Description of the task: Convert the listing below into a Markdown table with the columns "Number" and "Line," giving each line its own numbered row and skipping any blank lines.

Pointing and labeling listing
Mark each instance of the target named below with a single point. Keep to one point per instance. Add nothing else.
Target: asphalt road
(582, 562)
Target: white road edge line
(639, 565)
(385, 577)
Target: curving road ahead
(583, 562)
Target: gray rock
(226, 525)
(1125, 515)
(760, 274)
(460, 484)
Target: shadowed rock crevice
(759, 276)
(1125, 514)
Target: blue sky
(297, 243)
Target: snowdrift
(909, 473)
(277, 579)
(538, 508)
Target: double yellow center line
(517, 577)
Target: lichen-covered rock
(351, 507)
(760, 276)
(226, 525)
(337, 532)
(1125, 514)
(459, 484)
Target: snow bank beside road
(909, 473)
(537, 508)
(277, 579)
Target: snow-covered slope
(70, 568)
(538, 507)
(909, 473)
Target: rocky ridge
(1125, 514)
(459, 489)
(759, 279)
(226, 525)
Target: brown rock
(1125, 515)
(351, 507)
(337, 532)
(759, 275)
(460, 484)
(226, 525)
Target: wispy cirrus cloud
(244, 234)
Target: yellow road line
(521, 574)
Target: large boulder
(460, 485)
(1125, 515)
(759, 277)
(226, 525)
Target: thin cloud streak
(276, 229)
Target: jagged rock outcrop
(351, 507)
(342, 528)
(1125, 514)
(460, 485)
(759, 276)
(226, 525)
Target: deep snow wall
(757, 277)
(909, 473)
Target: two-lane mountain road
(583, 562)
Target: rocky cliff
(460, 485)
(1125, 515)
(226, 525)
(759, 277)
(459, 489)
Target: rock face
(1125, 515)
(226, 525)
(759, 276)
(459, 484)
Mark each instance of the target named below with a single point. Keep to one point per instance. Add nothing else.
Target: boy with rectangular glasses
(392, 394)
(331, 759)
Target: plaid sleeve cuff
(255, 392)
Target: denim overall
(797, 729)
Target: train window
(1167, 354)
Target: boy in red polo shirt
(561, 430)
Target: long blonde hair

Solved exercise:
| Number | Line |
|---|---|
| 1 | Mark each instance of the target named below with a single point. Keep to one point per instance. Add nothing else. |
| 2 | Target: asphalt road |
| 3 | (582, 562) |
| 4 | Target: white road edge line |
| 5 | (639, 565) |
| 6 | (385, 577) |
| 7 | Target: curving road ahead |
| 8 | (583, 562) |
| 9 | Target: gray rock |
| 10 | (226, 525) |
| 11 | (1125, 515) |
| 12 | (760, 274) |
| 13 | (460, 484) |
| 14 | Target: shadowed rock crevice |
| 15 | (759, 276) |
| 16 | (1125, 514) |
| 17 | Target: blue sky |
| 18 | (297, 243) |
| 19 | Target: snowdrift |
| 20 | (909, 473) |
| 21 | (277, 579) |
| 22 | (538, 508) |
| 23 | Target: double yellow center line |
| 24 | (517, 577) |
| 25 | Target: lichen-covered rock |
| 26 | (351, 507) |
| 27 | (760, 276) |
| 28 | (226, 525) |
| 29 | (337, 532) |
| 30 | (1125, 514) |
| 31 | (459, 484) |
| 32 | Target: snow bank beside road |
| 33 | (909, 473) |
| 34 | (537, 508) |
| 35 | (277, 579) |
| 36 | Target: snow-covered slope |
| 37 | (70, 568) |
| 38 | (538, 507) |
| 39 | (909, 473) |
| 40 | Target: rocky ridge |
| 41 | (1125, 514) |
| 42 | (459, 489) |
| 43 | (759, 279) |
| 44 | (226, 525) |
| 45 | Target: brown rock |
| 46 | (1125, 515) |
| 47 | (351, 507) |
| 48 | (337, 532) |
| 49 | (759, 275) |
| 50 | (460, 484) |
| 51 | (226, 525) |
| 52 | Target: wispy cirrus cloud |
| 53 | (244, 234) |
| 54 | Target: yellow road line |
| 55 | (521, 574) |
| 56 | Target: large boulder |
| 57 | (460, 485) |
| 58 | (1125, 515) |
| 59 | (759, 277) |
| 60 | (226, 525) |
| 61 | Target: thin cloud streak |
| 62 | (276, 229) |
| 63 | Target: jagged rock outcrop |
| 64 | (351, 507) |
| 65 | (342, 528) |
| 66 | (1125, 514) |
| 67 | (460, 485) |
| 68 | (759, 276) |
| 69 | (226, 525) |
| 70 | Target: deep snow wall |
| 71 | (757, 277) |
| 72 | (909, 473) |
| 73 | Target: two-lane mountain road |
| 74 | (583, 562) |
| 75 | Target: rocky cliff |
| 76 | (460, 485) |
| 77 | (1125, 515) |
| 78 | (226, 525) |
| 79 | (759, 277) |
| 80 | (459, 489) |
| 81 | Target: rock face |
| 82 | (1125, 515) |
| 83 | (226, 525) |
| 84 | (759, 276) |
| 85 | (459, 484) |
| 86 | Mark each instance of the target named below with a single point. Keep to one point per instance. Add nothing else. |
| 87 | Target: boy with rectangular glasses |
| 88 | (392, 394) |
| 89 | (331, 759) |
| 90 | Target: plaid sleeve cuff |
| 91 | (255, 392) |
| 92 | Target: denim overall |
| 93 | (797, 729) |
| 94 | Target: train window |
| 95 | (1167, 354) |
| 96 | Target: boy in red polo shirt |
| 97 | (561, 430) |
| 98 | Target: long blonde hair |